▶ _TASK REQUIREMENTS_
Only the pictures are omitted; repeat all other data exactly.

>> start TASK MATERIAL

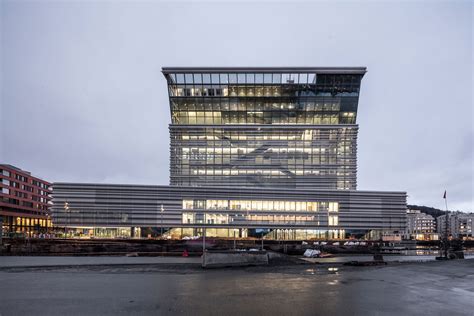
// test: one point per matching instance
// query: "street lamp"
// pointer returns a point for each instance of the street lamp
(162, 209)
(66, 210)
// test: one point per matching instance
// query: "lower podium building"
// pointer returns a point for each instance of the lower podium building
(112, 210)
(254, 152)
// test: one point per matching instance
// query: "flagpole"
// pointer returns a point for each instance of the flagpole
(446, 228)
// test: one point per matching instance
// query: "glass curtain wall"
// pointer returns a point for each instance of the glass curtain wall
(290, 129)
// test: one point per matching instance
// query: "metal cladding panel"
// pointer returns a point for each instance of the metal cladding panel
(102, 205)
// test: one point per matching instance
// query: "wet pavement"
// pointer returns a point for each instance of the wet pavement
(34, 261)
(431, 288)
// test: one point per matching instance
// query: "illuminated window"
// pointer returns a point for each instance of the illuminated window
(333, 220)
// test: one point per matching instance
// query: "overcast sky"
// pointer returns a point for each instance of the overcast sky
(83, 98)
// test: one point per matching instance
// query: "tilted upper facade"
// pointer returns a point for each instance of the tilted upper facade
(264, 127)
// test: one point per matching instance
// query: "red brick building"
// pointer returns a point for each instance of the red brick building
(24, 202)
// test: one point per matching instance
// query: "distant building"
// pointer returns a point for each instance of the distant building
(420, 226)
(460, 225)
(24, 201)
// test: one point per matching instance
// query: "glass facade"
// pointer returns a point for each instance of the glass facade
(291, 128)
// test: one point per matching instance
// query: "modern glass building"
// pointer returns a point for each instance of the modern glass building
(266, 152)
(272, 127)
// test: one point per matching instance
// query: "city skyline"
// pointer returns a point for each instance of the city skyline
(99, 94)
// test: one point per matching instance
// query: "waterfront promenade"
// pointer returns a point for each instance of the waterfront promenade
(436, 288)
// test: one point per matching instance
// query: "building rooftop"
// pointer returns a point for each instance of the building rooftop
(318, 70)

>> end TASK MATERIAL

▶ _FULL RESPONSE_
// test: one point per matching instance
// query: "street lamp"
// pointer returns a point for each instance of the street lamp
(162, 209)
(66, 210)
// test: one point per matching instance
// query: "lower podium building"
// pointer returns a point for each instance of the lower podium building
(112, 210)
(254, 152)
// test: one point per matching instance
// query: "flagpole"
// pointer returns a point for each instance of the flagpole
(446, 228)
// test: one point per matching instance
// query: "glass curtain wall"
// pointer returns a point for each instance of the glass curtain wall
(290, 129)
// test: one point per matching instance
// query: "metal cladding panel"
// pointer returns a point for each instance of the metal cladding panel
(102, 205)
// test: one point per matching instance
// query: "wet pavement"
// pointer returns a point for each instance of the wet pavement
(34, 261)
(431, 288)
// test: one point per matching instance
// query: "illuminated window"
// pointer returns a point for each instance of the illuminated window
(333, 220)
// test: one point per matching instance
// query: "overcast sky"
// pointer returns a point for each instance of the overcast sky
(83, 98)
// test: one point per matching instance
// query: "tilted upper facade"
// pointer returns a point for each instance of the tilted upper facade
(264, 127)
// test: one point per matching instance
// query: "red brick building"
// pointer returns a point for each instance of the red brick building
(24, 202)
// test: one point per matching instance
// query: "distant building"
// pointer returns a point for each instance of the distant building
(420, 226)
(460, 225)
(24, 201)
// test: one point per matching instance
// query: "glass facade"
// pointer returns a point for each instance of the glass facade
(291, 128)
// test: one point per matching instance
// query: "modern glass building"
// pointer returns a point for each instance of the modern glass building
(266, 152)
(272, 127)
// test: one point per matching instance
// query: "city skyline"
// pointer returns a point for each instance of the city skyline
(99, 94)
// test: one point per matching instance
// query: "waterfront promenade"
// pointer returns a point for each instance of the waterfront promenade
(436, 288)
// test: one point per matching instance
// query: "building rooftop"
// pointer returns a point for each instance of the building rooftop
(318, 70)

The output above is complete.